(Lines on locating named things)
— start —
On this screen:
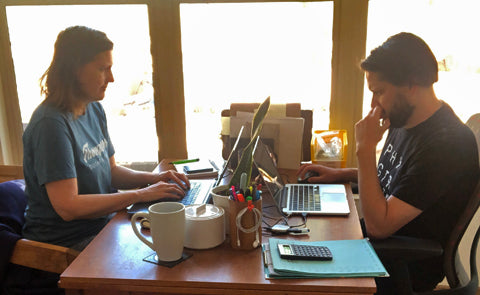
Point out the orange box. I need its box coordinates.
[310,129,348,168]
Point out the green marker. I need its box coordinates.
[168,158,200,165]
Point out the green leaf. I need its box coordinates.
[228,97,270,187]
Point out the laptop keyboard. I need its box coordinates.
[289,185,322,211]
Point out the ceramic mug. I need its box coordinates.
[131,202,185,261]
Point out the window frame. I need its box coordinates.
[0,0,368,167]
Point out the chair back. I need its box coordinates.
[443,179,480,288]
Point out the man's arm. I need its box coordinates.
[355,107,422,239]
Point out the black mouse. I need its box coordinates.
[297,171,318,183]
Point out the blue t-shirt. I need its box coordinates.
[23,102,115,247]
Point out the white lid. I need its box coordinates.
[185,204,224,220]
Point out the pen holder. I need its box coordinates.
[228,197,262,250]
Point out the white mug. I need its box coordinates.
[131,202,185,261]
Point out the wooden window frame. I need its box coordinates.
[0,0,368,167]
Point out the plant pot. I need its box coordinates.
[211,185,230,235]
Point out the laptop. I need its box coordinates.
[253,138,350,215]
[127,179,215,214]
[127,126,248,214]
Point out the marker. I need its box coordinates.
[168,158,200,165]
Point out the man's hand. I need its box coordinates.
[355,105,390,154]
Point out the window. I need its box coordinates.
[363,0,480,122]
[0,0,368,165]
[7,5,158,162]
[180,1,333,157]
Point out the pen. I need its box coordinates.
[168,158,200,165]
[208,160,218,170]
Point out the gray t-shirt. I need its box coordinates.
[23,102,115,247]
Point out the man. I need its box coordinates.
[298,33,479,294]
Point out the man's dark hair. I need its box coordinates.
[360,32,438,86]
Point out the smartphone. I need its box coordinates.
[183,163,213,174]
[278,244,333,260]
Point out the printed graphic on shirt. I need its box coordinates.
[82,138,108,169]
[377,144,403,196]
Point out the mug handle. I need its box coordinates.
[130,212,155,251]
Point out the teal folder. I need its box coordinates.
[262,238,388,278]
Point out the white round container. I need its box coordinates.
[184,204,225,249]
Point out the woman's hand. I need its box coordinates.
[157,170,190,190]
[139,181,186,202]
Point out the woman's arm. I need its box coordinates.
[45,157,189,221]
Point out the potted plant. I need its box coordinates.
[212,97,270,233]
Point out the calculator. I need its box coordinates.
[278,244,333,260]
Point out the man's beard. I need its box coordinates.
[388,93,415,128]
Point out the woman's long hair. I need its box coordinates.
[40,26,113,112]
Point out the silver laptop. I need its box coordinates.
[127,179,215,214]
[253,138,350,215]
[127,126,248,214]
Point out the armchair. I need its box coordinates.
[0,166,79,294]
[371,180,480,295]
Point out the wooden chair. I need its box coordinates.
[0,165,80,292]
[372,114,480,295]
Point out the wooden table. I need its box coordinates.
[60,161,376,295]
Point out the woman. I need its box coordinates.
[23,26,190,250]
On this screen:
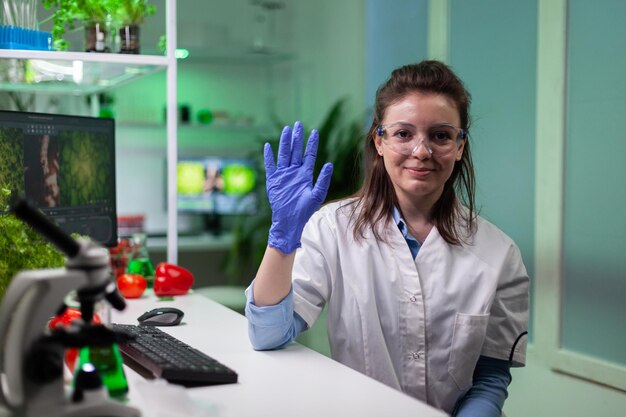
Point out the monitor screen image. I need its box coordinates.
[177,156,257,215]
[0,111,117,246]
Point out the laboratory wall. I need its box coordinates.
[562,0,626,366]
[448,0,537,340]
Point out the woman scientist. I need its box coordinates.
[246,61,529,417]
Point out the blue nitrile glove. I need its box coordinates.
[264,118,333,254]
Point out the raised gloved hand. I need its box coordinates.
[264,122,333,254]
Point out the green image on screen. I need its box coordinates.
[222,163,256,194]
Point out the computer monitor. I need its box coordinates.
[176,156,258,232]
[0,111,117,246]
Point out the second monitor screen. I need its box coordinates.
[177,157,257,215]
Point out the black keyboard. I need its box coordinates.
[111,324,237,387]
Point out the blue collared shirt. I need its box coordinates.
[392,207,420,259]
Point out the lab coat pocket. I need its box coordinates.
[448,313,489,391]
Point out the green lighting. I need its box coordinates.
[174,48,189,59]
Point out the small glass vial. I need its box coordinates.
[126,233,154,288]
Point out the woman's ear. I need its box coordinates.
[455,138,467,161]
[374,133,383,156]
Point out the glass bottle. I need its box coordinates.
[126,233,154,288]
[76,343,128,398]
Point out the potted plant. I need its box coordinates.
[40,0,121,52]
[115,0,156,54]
— end —
*Written instruction:* Repeat word for word the lines from the one containing "Point out the teal" through the one containing "[212,97,270,233]", both included.

*Answer to this task:*
Point out the teal folder. I need its box coordinates.
[262,238,388,278]
Point out the white round container. I need its box coordinates.
[184,204,225,249]
Point out the woman's hand. I need its box coordinates.
[157,170,190,190]
[139,181,186,202]
Point out the woman's arm. I need its box coordinates.
[45,157,189,221]
Point out the potted plant. I need its box coordinates.
[212,97,270,233]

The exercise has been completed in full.